## WORK ITEM:
Line by line, give the data again exactly as it appears.
(SOURCE MATERIAL begins)
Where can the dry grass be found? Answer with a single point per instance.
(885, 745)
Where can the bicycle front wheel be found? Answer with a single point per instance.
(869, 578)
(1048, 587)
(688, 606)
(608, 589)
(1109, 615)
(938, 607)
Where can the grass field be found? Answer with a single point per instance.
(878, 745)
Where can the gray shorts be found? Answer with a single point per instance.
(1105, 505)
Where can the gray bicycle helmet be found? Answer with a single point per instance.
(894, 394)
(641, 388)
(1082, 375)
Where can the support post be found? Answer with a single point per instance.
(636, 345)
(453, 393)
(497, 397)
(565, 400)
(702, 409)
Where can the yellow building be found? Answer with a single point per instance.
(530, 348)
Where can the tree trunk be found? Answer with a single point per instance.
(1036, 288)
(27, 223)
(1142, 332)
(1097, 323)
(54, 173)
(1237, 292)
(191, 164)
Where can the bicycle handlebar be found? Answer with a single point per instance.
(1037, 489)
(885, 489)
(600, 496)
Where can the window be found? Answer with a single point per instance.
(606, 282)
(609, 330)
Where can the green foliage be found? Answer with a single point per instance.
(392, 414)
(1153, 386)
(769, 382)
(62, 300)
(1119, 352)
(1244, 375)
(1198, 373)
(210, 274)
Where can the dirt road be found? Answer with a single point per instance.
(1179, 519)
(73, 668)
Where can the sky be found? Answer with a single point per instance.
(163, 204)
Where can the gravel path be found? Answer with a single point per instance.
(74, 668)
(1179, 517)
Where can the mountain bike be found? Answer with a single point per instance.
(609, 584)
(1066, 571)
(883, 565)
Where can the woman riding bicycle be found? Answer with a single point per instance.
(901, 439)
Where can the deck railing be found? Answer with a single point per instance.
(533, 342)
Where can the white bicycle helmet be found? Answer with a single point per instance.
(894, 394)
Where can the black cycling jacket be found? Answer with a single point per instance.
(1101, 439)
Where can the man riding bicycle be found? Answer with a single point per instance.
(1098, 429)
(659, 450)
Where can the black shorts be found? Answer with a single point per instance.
(SOURCE MATERIAL ends)
## WRITTEN ANSWER:
Where can the dry grass be found? Answer with a single point per instance.
(885, 745)
Where can the bicycle front wheel be found? Answer with a single point per instance.
(869, 578)
(1048, 587)
(688, 606)
(608, 589)
(1109, 615)
(938, 607)
Where can the grass field be found? Answer with a single point per instance.
(878, 745)
Where can the gray shorts be found? Answer with a single point per instance.
(1105, 505)
Where can the gray bicycle helmet be found? Answer with a single point per instance.
(894, 394)
(641, 388)
(1082, 375)
Where can the support post be found? Answer with a single point per instance.
(636, 345)
(453, 393)
(497, 397)
(565, 400)
(702, 409)
Where can the yellow building be found? Answer with a single point per instance.
(530, 348)
Where can the tree trunk be found? Answer with a single point per instance.
(1036, 288)
(27, 223)
(1142, 332)
(1097, 323)
(54, 173)
(1237, 292)
(191, 164)
Where can the bicycle handlebar be found? Answer with a single point per instance.
(1037, 489)
(885, 489)
(600, 496)
Where can the window be found? Answer with a single point per instance.
(606, 282)
(609, 330)
Where can the green foliage be found? Answer with a single point per instance.
(392, 414)
(1153, 386)
(769, 382)
(62, 300)
(1119, 352)
(1244, 375)
(1198, 373)
(210, 274)
Where can the dirt road be found? Answer with a single point per instance.
(1179, 519)
(73, 668)
Where can the sky be found? Answer with a single point per instance.
(163, 204)
Where can the gravel path be found? Answer with a single point per instance.
(74, 668)
(1179, 517)
Where can the mountain bike be found? Answer with a single point per instance.
(609, 584)
(1066, 571)
(883, 565)
Where can the woman riding bicycle be found? Answer with a single point per instance.
(901, 439)
Where can the deck railing be found? Answer with a single point per instance.
(533, 342)
Where can the white bicycle helmet be found? Answer with a single point per instance.
(894, 394)
Where can the black cycling jacket be found? Answer with a single point per instance.
(1101, 439)
Where can the man riding bicycle be found? Answer with a single point per instance.
(1098, 429)
(659, 450)
Where can the black shorts be found? Answer with a single point per instance.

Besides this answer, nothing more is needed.